--- DOCUMENT SEGMENT ---
> Weekly Torah Portion > Intermediate > The Guiding Light

The Sin of Korach's Assembly

Korach (Numbers 16-18 )

by Rabbi Yehonasan Gefen

Bamidbar, 16:5-7: He [Moses] spoke to Korach and to his entire assembly, saying, 'In the morning, HaShem will make known who is His own and who is holy, and He will bring close to Him, and whom He will choose, He will bring close to Him. Do this: Take for yourselves fire-pans - Korach and his entire assembly - and put fire in them and place incense upon them before HaShem tomorrow. Then the man HaShem will choose, he is the holy one. This is much to you, sons of Levi!'

Rashi, 16:7: sv. This is much to you, sons of Levi: 'I have told you a great [serious] matter. Were they not fools for Moshe warned them in this manner and yet they still undertook to offer [the incense]?! But they sinned with their souls...'

Joining Korach in the rebellion against Moses were two hundred and fifty great men. Rashi, quoting the Midrash Tanchuma, questions the motivations of these men in undertaking the seemingly futile rebellion against Moses. He points out that they were not foolish people, and answers that they 'sinned with their souls'. The commentaries point out that it very difficult to see how this answers the initial question of why they embarked on this rebellion. Indeed it is not clear at all what it means that 'they sinned with their souls'.

The Netsiv, Rabbi Naftali Zvi Yehuda Berlin, offers a fascinating explanation that answers these questions. He begins by pointing out that the two hundred and fifty men are always mentioned separately from Korach, Datan and Aviram. Moreover, they were punished differently from those three evildoers. They were punished by being burnt by a fire from the Holy of Holies whilst Korach and his cohorts suffered the far greater punishment of being swallowed alive into the ground.

The Netsiv explains that the reason for these differences is because the intentions of the two hundred and fifty men were totally different from those of Korach, Datan and Aviram. The latter were motivated by jealousy and desire for power whilst the two hundred and fifty men had essentially pure motives. They desired to attain greater closeness to God by partaking in the service of the Priests. They realized that they would die for doing this yet they were willing to give up their lives in order to attain this perceived greater 'closeness' to God. The Netsiv writes even further that they had no real claims against Moses and Aaron, rather they knew that the only way that they could have the opportunity to perform the priestly service was by joining Korach's rebellion. Because their intentions, though clearly misguided, were leshem Shamayim (pure), they were killed in a more elevated fashion, by a holy fire.(1) This explains why they embarked on this seemingly foolish endeavor and answers what Rashi means by the words, 'they sinned with their souls'. It means that they willingly went against God's will to get closer to him with the awareness that they would die as a result.(2)
---
* TASKS TO PERFORM:
A. In the commentary on Korach's assembly, how were the two hundred and fifty men punished?
B. Carry on the commentary on Korach's assembly from its last sentence.
--- RECORDED INFORMATION ---
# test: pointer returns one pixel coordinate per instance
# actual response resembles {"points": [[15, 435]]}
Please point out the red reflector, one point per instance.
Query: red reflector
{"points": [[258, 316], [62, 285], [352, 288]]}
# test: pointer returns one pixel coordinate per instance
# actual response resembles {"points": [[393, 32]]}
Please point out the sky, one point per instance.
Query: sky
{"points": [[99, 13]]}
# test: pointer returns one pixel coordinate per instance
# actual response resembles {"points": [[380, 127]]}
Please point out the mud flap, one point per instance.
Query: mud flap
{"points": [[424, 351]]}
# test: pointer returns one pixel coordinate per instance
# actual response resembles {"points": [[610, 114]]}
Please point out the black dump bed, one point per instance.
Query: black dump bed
---
* ANSWERS BELOW:
A. They were burnt by a fire from the Holy of Holies.

B.
It is clear from the Netsiv that despite their pure motives, the two hundred and fifty men made a terrible mistake in their desire for closeness to God. Their error was that they failed to realize that the only way to truly cleave to God is by doing His Will, not by performing actions that one thinks will bring him closer to HaShem even if they contradict the Torah. The Netsiv in Shelach writes that the approach of the two hundred and fifty men constituted a transgression of the mitzvah of 'Do not go after your heart and eyes'. He explains that this includes not creating new 'Mitzvot' or ways of connecting to God when that course of action actually constitutes a sin.(3)

How does this lesson apply to our lives? There may be times when we perceive that other people have attained positions where they can attain higher levels of spiritual achievement than ourselves. In such situations it is important to realize that whilst one should make the maximum effort in the realm of spirituality, if Providence deems that he not attain certain positions then that means he does not need to do so in order to attain closeness to God. On a more general level it reminds us of the principle that each person's relationship to God is unique and his situation and abilities are perfectly suited to enable him to maximize that relationship.

This idea is demonstrated by the following story involving two of the great Baalei Mussar: Rav Naftali Amsterdam zt"l, once told his Rebbe, Rav Yisroel Salanter: "If only I had the head of the Shaagas Aryeh,(4) the heart of the Yesod Veshoresh Ha'avodah(5) and the characteristic traits of the Rebbi (referring to Rav Yisroel himself), then I could be a good oved Hashem (server of Hashem)." Rav Yisroel responded, "Naftali, Naftali, with your head, with your heart, and with your characteristic traits you can be a true servant of God.(6) May we all merit to heed Rav Yisrael's lesson and serve HaShem in the best way possible - each one according to his unique nature.


1. Their death resembles that of Nadav and Avihu who clearly had pure motives.

2. Emek Davar, Bamidbar, 16:1.

3. Emek Davar, Bamidbar, 15:41. He explains that such actions are considered 'aveirot lishma' (sins that were committed with pure motives) and how normally it is forbidden to do such an aveiro, however there were rare occasions where great people were forced into situations where they committed aveirot lishma and were praised for it - he cites the incidents of Tamar and Yael as examples.

4. A famous Torah genius.

5. A great tzaddik who was famous for his fiery, emotional avodah (service to God).

6. From Rav Asher Balanson.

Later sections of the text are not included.